* [Objetivo do exercício]:
Responda às perguntas abaixo com base no trecho.
(a) Como o trecho indica que não chovia naquela tarde?
(b) Que aula os colegas assistiam enquanto ele cabulava?
(c) O que a fachada do velho cinema demonstrava?

Tratamento: Doses diárias de auto terapia e poesia.

segunda-feira, 2 de junho de 2014

CINEMA




Cena I - Matando aula, cabulando o tempo:

Era uma tarde, não se sabe ao certo se era uma tarde quente de verão, ou fria de inverno, ou ainda se tinha folhas de outono espalhadas nas ruas, se haviam muitas pessoas apressadas, ou se a rua estava vazia. Não chovia, pois nada estava molhado, além da sarjeta.

Era uma tarde, apenas uma tarde.

Ele andava pelo centro da cidade alheio a tudo, percebia o chão que estava sujo e a sarjeta, talvez seja a percepção primeira de quem anda de cabeça baixa.

Simplesmente ia, sem saber ao certo para onde, mas ia. E indo recordava de si mesmo, e das inúmeras vezes que cabulara aula nos idos de muito tempo atrás. Bons anos aqueles do colégio católico, de fato se orgulhava do grande talento que um dia teve em se permitir ser dono do próprio destino enquanto os colegas viam uma enfadonha aula de química. Naquelas tardes assistia todos os filmes possíveis e sonhava em ser um daqueles personagens: Quem sabe um herói épico comandando exércitos, ou um professor de artes em Paris que teria um tórrido romance com uma bela mulher longilínea e de cabelos curtos, ou ainda descobrir que na verdade é um extraterrestre e em um planeta longínquo estaria seu reino.

Em meio a essas lembranças, viu-se em frente a um velho cinema e sentiu um impulso de resgatar aquelas tardes, um impulso fora do tempo, e pelo menos era um lugar para onde ir. Porque não?

Era um cinema decadente, a fachada demonstrava “rugas” da ação dos anos, mas não se sentia no direito de julgar o cinema. Imaginou que, com certeza, já houve melhores dias para o cinema.

Dirigiu-se para a bilheteria e comprou um ingresso para uma sessão que estava prestes a começar, o bilheteiro, muito cortez, entregou o ingresso e disse:

- Bom filme. O Senhor irá gostar, é um excelente estória.

* [Dados para análise]:
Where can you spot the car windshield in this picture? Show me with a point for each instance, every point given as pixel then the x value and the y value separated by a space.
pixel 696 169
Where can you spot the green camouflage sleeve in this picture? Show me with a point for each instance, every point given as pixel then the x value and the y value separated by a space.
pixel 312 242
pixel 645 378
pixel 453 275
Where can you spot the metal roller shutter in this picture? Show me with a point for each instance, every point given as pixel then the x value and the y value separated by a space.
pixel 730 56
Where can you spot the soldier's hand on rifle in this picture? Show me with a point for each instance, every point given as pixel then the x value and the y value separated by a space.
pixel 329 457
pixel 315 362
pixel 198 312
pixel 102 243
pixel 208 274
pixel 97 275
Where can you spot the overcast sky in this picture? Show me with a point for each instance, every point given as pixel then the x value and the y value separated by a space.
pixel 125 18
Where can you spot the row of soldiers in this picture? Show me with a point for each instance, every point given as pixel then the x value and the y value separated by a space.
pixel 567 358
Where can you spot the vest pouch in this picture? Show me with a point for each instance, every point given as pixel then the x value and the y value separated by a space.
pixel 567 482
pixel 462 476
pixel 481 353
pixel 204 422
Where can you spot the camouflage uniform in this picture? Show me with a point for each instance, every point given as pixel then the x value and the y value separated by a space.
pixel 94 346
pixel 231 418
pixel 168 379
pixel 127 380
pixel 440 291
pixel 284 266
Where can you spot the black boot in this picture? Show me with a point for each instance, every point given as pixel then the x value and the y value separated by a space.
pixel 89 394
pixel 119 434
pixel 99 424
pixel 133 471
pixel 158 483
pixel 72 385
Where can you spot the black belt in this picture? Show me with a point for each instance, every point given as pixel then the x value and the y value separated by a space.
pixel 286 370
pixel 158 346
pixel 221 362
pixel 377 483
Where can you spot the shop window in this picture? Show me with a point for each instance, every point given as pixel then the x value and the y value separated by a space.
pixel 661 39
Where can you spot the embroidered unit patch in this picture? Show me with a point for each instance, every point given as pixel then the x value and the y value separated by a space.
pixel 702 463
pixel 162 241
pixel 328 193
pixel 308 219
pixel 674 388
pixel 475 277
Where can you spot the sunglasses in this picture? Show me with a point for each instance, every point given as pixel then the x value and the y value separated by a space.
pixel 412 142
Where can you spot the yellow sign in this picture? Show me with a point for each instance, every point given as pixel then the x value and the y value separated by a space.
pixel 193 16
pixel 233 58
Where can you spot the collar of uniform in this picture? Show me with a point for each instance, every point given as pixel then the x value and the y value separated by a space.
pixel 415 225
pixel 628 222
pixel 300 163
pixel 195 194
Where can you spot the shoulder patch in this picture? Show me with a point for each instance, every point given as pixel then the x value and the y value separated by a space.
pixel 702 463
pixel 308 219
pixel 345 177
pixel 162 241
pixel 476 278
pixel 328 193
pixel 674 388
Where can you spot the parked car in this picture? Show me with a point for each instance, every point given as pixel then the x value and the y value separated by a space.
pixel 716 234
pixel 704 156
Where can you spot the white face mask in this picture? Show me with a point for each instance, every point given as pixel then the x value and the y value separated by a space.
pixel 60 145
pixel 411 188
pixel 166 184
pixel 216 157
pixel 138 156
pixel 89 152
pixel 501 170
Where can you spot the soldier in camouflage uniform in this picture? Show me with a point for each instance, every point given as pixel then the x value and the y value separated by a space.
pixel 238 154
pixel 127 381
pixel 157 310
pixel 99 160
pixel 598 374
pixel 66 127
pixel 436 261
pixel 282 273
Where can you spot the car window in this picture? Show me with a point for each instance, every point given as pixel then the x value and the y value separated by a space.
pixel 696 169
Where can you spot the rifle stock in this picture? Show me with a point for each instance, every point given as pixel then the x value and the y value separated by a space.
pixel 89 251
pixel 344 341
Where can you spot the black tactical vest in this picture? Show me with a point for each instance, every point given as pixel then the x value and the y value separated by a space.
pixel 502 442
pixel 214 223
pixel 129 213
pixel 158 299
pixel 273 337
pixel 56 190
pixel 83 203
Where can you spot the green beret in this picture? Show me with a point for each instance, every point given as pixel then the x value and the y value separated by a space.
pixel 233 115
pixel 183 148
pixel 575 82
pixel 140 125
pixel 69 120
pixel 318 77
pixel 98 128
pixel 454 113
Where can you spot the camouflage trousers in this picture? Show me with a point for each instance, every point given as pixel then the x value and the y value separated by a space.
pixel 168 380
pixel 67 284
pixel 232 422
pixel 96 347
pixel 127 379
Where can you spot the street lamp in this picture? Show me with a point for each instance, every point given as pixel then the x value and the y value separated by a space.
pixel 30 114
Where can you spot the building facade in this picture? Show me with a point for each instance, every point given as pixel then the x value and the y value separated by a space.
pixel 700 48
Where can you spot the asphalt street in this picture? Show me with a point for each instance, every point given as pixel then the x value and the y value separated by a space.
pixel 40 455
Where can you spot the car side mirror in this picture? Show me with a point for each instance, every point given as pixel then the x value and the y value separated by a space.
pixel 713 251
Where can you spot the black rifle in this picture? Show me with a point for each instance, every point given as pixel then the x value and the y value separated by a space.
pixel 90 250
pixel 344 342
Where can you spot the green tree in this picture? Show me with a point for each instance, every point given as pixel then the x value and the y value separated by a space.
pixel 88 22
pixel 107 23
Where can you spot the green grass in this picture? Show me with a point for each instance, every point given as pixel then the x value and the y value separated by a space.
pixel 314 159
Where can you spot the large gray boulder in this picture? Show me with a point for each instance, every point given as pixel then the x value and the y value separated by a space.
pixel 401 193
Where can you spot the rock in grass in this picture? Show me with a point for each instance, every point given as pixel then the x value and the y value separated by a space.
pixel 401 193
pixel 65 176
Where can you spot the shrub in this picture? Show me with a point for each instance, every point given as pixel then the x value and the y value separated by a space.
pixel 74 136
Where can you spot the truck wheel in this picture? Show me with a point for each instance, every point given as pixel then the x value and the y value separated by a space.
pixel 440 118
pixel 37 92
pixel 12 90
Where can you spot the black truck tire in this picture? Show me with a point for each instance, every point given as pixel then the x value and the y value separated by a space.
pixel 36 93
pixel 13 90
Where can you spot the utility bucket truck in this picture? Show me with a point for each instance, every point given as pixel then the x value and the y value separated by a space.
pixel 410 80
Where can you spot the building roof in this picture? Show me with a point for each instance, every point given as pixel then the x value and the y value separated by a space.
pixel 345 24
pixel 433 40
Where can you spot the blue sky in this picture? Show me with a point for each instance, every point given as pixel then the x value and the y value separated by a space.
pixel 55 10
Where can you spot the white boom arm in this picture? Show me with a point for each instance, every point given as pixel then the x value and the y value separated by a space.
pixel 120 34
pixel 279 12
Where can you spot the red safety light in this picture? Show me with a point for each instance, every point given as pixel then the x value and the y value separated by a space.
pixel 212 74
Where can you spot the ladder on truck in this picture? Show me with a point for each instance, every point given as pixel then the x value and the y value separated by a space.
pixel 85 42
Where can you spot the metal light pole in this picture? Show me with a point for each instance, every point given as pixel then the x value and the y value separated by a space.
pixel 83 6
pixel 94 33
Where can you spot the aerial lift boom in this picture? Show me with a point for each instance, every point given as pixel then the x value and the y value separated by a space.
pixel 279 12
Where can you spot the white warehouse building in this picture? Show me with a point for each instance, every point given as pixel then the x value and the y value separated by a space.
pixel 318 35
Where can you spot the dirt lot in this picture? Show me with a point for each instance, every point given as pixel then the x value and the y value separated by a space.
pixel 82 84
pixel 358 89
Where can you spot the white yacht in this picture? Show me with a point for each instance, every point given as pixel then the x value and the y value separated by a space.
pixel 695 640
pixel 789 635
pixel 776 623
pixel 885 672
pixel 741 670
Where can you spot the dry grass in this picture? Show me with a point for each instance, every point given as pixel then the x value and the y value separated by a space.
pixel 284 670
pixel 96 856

* [Tarefa resolvida]:
(a) Nada estava molhado, além da sarjeta.
(b) Uma enfadonha aula de química.
(c) "Rugas" da ação dos anos.